English publisher and bookseller

Thomas Osborne (bapt. April 1704? – 21 August 1767) was an English publisher and bookseller noted for his association with author Samuel Johnson and his purchase of the library of Edward Harley, 2nd Earl of Oxford.

==Early life==
His father, also named Thomas Osborne, was a bookseller and stationer based in Gray's Inn, London. Osborne himself was probably the Thomas Osborne, son of Thomas and Brilliana Osborne, who was baptised on 13 April 1704 in the church of St Andrew's in Holborn. Osborne probably took up a major role in his father's business sometime before 1728, when he was made a liveryman of the Worshipful Company of Stationers and Newspaper Makers. In 1729, the firm also issued its first catalogue, a practice for which Osborne would become famous. Osborne the elder died in 1744, leaving the business and several properties to his son.

==Career==
Osborne was well known for buying large libraries and offering the books for sale at fixed prices listed in catalogues. Most famously, after Edward Harley's death in 1741, Osborne purchased for £13,000 the extensive collection that had been assembled by Harley and his father, Robert Harley, 1st Earl of Oxford (Harley's collection of manuscripts was purchased by the British government and remains in the British Library as the Harleian Collection). Osborne hired William Oldys, who had been Edward Harley's literary secretary, and Samuel Johnson to compile a catalogue of the collection, which eventually ran to five volumes published from November 1742 to April 1745 under the name Catalogus Bibliothecae Harleianae. Osborne sold the first two volumes of the catalogue for ten shillings, which created enough irritation among his customers that he announced in the third edition that the price of the catalogue could be either applied to the purchase of a book from the collection or refunded. Oldys and Johnson also compiled for Osborne The Harleian Miscellany, an eight-volume selection of 16th- and 17th-century political and religious pamphlets, which was published from 1744 to 1746.

Harley's collection included a copy of William Tyndale's 1526 translation of the New Testament, the first complete version to be published in English. Osborne sold it for 15 shillings; in 1994, the British Museum bought the copy, one of only two surviving, for more than £1 million.

Beginning in 1748, Osborne made forays into the business of exporting books to British American destinations such as Williamsburg. Many of these were likely "rum books" which would not have sold in the London market.

Osborne, along with Mary Cooper, Ralph Griffiths, and John Baldwin, was one of the major publishers of works by the prolific writer and botanist John Hill. In an era when royalties for authors were virtually unknown, Hill's contracts with Osborne entitled him to periodic payments if the books whose copyright he assigned to Osborne sold unexpectedly well.

Osborne also took part in the Battle of the Booksellers, a prolonged effort by London publishers to win perpetual copyright protections. In 1765, he and publisher Andrew Millar sued Alexander Donaldson in the Court of Chancery over Donaldson's reprinting of books whose protection under the Statute of Anne had lapsed, maintaining that the works were protected in perpetuity by a common law copyright. In the cases, Osborne v. Donaldson and Millar v. Donaldson, Robert Henley, 1st Earl of Northington ruled in favour of Donaldson and against common law copyright. Henley proposed that the case be brought before the House of Lords, but Osborne and Millar refused, fearing a decisive rejection of their position.

════════════════════

- **WORK TO DO**:
1. Decide whether each statement agrees with the text on Thomas Osborne, answering yes or no and quoting the words that settle it: (a) Osborne paid £13,000 for the collection gathered by Edward Harley and his father. (b) Osborne sold Harley's copy of Tyndale's New Testament for ten shillings. (c) Osborne and Millar brought their case against Donaldson before the House of Lords.
2. Return everything in the text on Thomas Osborne from "Beginning in 1748, Osborne" down to "the London market.", copied word for word.
These records have no connection to the text on Thomas Osborne.

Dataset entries

════════════════════

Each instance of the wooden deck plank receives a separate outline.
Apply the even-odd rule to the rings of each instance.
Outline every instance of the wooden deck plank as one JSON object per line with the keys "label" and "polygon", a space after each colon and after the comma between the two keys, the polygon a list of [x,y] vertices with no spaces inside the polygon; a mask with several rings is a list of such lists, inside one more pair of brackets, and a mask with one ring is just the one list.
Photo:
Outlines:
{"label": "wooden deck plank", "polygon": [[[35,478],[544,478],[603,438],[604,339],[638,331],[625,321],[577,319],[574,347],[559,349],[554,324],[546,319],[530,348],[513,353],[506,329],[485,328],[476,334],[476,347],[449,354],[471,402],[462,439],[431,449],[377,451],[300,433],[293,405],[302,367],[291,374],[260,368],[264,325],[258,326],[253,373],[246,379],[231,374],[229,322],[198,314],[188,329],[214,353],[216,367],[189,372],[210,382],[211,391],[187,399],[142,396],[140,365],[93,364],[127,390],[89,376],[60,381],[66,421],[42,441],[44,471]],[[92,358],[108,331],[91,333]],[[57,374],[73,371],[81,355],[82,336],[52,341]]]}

════════════════════

- **COMPLETED EXERCISE**:
1.
(a) Yes: "Osborne purchased for £13,000 the extensive collection that had been assembled by Harley and his father"
(b) No: "Osborne sold it for 15 shillings"
(c) No: "Osborne and Millar refused, fearing a decisive rejection of their position"

2.
Beginning in 1748, Osborne made forays into the business of exporting books to British American destinations such as Williamsburg. Many of these were likely "rum books" which would not have sold in the London market.